- _Extracted material_
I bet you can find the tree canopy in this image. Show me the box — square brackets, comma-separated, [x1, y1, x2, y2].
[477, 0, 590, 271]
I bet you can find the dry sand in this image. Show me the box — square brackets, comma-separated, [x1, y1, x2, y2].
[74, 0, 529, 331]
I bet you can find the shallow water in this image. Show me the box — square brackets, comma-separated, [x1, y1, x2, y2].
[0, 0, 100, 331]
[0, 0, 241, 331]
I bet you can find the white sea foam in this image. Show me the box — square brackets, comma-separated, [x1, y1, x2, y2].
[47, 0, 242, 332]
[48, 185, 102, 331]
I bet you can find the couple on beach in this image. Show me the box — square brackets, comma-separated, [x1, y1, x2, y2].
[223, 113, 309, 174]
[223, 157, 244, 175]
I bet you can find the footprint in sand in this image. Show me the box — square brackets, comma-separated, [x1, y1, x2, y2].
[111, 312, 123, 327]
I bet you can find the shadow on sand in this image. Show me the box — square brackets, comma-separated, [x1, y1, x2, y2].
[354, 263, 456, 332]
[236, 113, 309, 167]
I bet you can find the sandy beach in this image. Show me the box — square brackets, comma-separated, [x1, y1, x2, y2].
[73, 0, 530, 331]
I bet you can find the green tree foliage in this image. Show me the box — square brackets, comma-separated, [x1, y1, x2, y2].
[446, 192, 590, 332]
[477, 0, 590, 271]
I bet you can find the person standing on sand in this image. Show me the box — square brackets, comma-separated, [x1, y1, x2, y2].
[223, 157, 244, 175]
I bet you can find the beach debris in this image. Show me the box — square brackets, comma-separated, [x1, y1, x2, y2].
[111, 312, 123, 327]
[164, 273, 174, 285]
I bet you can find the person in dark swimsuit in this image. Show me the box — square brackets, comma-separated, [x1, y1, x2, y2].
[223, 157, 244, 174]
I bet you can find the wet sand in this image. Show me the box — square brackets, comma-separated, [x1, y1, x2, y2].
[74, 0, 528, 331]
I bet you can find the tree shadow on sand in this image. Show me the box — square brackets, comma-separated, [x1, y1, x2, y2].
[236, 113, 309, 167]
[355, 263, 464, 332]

- _Exercise brief_
Could you reproduce every entry above verbatim, changing nothing?

- _Task output_
I bet you can find the tree canopy in this image. Show me the box — square brackets, comma-separated, [x1, y1, x2, y2].
[477, 0, 590, 271]
I bet you can find the dry sand in this image. Show me the box — square brackets, comma-separated, [x1, y1, x2, y2].
[74, 0, 529, 331]
I bet you can find the shallow water in this image. Show me the box — square brackets, comma-separated, [x1, y1, x2, y2].
[0, 0, 100, 331]
[0, 0, 241, 331]
I bet you can find the white sea foam in this image. Show me the box — square brackets, comma-separated, [x1, y1, x2, y2].
[47, 0, 242, 332]
[48, 185, 102, 331]
I bet you can find the couple on beach in this image. Show me the box — square brackets, comma-separated, [x1, y1, x2, y2].
[223, 113, 309, 174]
[223, 157, 244, 175]
I bet you can find the footprint in sand in this image. Show me the box — square brackets, comma-separated, [x1, y1, x2, y2].
[111, 312, 123, 327]
I bet you can find the shadow on sand in this image. Show me the box — square brackets, comma-separated, [x1, y1, x2, y2].
[354, 263, 456, 332]
[236, 113, 309, 167]
I bet you can find the sandy beach in this image. Show me the box — square brackets, comma-separated, [x1, y1, x2, y2].
[73, 0, 530, 331]
I bet you can find the green tree foliage in this image. Show me the box — square brackets, comma-separated, [x1, y1, x2, y2].
[446, 192, 590, 332]
[477, 0, 590, 271]
I bet you can find the person standing on sand in this image. Show me the box — square brackets, comma-separated, [x1, y1, x2, y2].
[223, 157, 244, 175]
I bet you can find the beach debris in this image. Show me the box — square brackets, comma-separated, [x1, y1, x2, y2].
[111, 312, 123, 327]
[164, 273, 174, 285]
I bet you can find the person in dark swimsuit in this image. Show me the box — square brackets, comma-separated, [x1, y1, x2, y2].
[223, 157, 244, 174]
I bet you can find the wet sand in this image. Show me the box — square brackets, comma-separated, [x1, y1, x2, y2].
[74, 0, 528, 331]
I bet you can find the tree shadow on sand in this image. Show me the box — square brackets, comma-separated, [x1, y1, x2, y2].
[236, 113, 309, 167]
[355, 263, 464, 332]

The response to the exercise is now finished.